[Data items]

________________________________________

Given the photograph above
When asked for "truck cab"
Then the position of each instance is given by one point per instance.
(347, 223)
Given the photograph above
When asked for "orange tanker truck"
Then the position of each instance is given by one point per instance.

________________________________________

§ **BRIEF**: Format the material above as a numbered list with one line per entry, leaving out any blank lines.

§ **FULL ANSWER**:
1. Given the photograph above
2. When asked for "truck cab"
3. Then the position of each instance is given by one point per instance.
4. (347, 223)
5. Given the photograph above
6. When asked for "orange tanker truck"
7. Then the position of each instance is given by one point per instance.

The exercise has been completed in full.